• Short problem 1: According to the passage on artist conservation interviews, how long does a headset survive in long-term museum shows?
━━━ Supplied passage ━━━
Introducing artists’ needs is a quote from a conservation interview conducted by my colleague in August 2018 (I took notes as an observer) with an emergent iOS app artist. He said that it would be ideal to have someone to preserve an in-situ snapshot of how his work functions and looks today. He explained: “Something that could emulate the current snapshot would be great. And then, if I’m updating it, can you also preserve my updates? You can preserve the original, but if I send you new files and versions, can you can file those away too?”
Lastly, he asked: “Yeah, if my computer gets destroyed, can I talk to you guys and get my file back? Or is that treating you too much like a backup server?” He also said it would be useful if his gallery could keep previous versions that would be available for download. This was something he was thinking about but had not brought up with them yet. This point will be returned to when at least one gallery director interviewed was contemplating this very concept.
The next conservation interview was conducted in May 2019 with a contemporary virtual reality (VR) artist, who similarly indicated that having someone to maintain their archive would be of great value. Based on the rapid development of VR, the artist is constantly updating artwork based on new releases of software. With each new Unix platform release, the artist needs to create and save the updated artwork, project file, and new version of the software used to export it. The artist said, “So I need to archive both of them. What I’ve been doing a poor job of is archiving the software used to execute the file and creating a really neat structure for this.” In other words, the artist would like someone to design a storage system based on these specific needs. The artist also mentioned that with an increasing number of “long-term museum shows with hundreds of people every day […] the survival rate of a headset is about three months […] they burn out.” The artist contemplated this for a moment, saying, “Imagine in 10 years.” The artist is constantly creating new artworks and, in terms of perpetually returning to old work, the artist said “I cannot afford this in terms of time.”
Next, in my October 2018 interview with the technical director of an internationally renowned installation artist, the discussion surrounded the process and path that a piece takes as it leaves their studio and enters into a gallery or, often, directly into a museum or private collection. When the studio could not send its own software and electrical engineers for the install, he explained, “it’s hard to hire people to handle that kind of stuff.” When he has to resort to hiring audiovisual (AV) technicians locally, he said, “they can introduce more problems.” He used an example of one international installation when a word was lost in translation: “They were, like, pushing these fiber optic video cables to the wall, messing them up … I would ask a translator to explain it to them … I ended up having to go there and cut open the cable and say ‘look, fiber optic? fiber optics?’ And they were like ‘ohh….’”
━━━ Data supplied ━━━
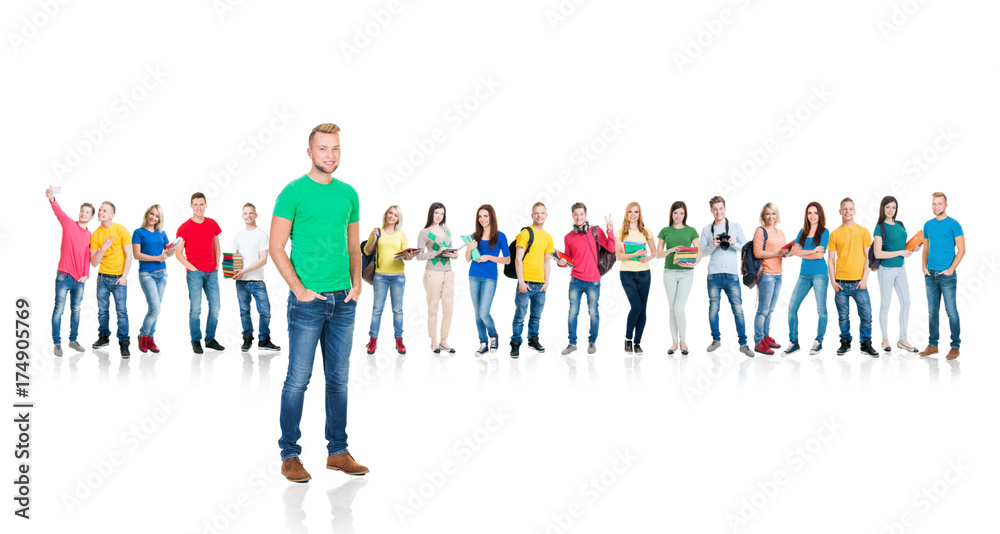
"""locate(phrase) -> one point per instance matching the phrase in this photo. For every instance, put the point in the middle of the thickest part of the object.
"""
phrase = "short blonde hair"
(777, 214)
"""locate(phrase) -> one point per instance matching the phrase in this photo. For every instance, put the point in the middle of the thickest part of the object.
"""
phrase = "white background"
(895, 75)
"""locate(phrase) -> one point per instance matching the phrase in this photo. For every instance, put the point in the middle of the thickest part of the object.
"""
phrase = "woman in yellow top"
(635, 249)
(389, 277)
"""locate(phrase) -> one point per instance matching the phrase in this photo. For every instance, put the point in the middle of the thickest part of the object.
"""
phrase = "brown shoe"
(294, 471)
(931, 349)
(345, 462)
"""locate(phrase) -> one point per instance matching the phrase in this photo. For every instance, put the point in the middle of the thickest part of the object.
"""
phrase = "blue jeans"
(330, 324)
(392, 284)
(939, 285)
(768, 291)
(482, 290)
(258, 290)
(197, 281)
(65, 284)
(153, 283)
(818, 283)
(730, 283)
(105, 287)
(842, 300)
(536, 297)
(577, 288)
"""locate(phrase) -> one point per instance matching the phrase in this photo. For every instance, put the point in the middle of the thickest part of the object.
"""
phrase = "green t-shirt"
(895, 239)
(672, 237)
(320, 215)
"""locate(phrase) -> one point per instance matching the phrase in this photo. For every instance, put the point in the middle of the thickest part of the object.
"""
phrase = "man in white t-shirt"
(251, 243)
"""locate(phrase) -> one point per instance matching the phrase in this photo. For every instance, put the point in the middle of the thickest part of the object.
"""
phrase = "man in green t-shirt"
(320, 214)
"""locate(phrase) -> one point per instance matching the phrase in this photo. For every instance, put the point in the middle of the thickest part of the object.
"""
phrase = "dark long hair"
(430, 214)
(820, 225)
(881, 209)
(674, 207)
(493, 225)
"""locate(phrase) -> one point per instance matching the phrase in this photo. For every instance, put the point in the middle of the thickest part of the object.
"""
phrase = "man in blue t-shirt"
(944, 247)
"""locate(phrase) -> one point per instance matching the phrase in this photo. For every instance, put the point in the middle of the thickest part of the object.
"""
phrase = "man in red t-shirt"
(200, 252)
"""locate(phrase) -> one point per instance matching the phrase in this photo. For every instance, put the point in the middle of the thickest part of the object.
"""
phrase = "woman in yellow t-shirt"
(389, 276)
(635, 249)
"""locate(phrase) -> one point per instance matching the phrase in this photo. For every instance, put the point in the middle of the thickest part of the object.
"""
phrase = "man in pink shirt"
(583, 245)
(73, 270)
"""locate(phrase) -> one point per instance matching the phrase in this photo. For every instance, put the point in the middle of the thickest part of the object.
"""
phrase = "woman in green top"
(678, 276)
(890, 250)
(389, 277)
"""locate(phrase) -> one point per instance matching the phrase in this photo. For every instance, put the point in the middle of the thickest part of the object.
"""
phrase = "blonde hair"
(326, 127)
(159, 224)
(777, 215)
(399, 217)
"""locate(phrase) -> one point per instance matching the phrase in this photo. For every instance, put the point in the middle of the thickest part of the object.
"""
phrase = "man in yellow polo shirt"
(848, 266)
(109, 248)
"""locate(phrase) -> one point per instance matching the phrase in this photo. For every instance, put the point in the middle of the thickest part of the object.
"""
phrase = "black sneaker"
(267, 345)
(102, 341)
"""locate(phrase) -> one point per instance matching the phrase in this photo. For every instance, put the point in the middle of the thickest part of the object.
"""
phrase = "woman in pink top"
(769, 286)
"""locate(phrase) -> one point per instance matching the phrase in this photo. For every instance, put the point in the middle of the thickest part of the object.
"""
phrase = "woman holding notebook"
(635, 249)
(390, 242)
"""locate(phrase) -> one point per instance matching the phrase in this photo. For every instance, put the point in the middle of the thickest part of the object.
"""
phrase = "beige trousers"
(440, 287)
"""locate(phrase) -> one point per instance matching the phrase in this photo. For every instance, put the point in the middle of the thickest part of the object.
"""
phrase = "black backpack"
(509, 270)
(874, 262)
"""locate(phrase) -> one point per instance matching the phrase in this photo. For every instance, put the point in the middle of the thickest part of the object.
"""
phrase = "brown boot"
(294, 471)
(345, 462)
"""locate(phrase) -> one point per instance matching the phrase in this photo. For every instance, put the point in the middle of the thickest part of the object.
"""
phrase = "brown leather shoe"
(294, 471)
(345, 462)
(931, 349)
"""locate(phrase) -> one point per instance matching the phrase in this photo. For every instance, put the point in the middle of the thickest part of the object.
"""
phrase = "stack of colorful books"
(231, 262)
(686, 254)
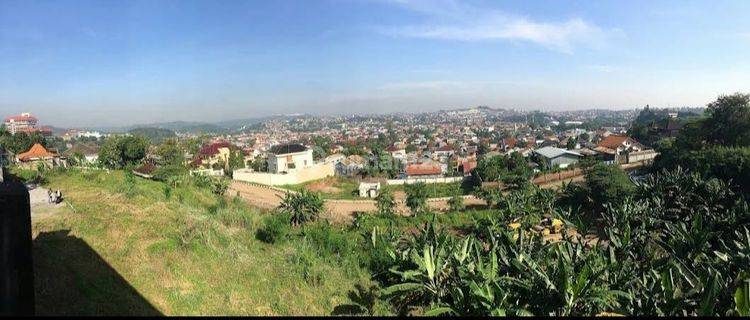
━━━
• Short problem 2: Report every line of the entries that contains the string "shoe".

• Task solution 1: About three months.

• Task solution 2:
phrase = "brown shoe"
phrase = "brown leather shoe"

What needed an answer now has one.